- TASK DIRECTIONS -
Nothing but the records beneath, reproduced exactly, should appear in the answer.

- GIVEN ENTRIES -
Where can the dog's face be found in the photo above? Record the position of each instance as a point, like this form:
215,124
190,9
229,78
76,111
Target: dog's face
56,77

- RESULT FOR THIS EXERCISE -
Where can the dog's face be found in the photo above? Record the position of each instance as a point, like this form:
215,124
190,9
229,78
76,111
Target: dog's face
56,77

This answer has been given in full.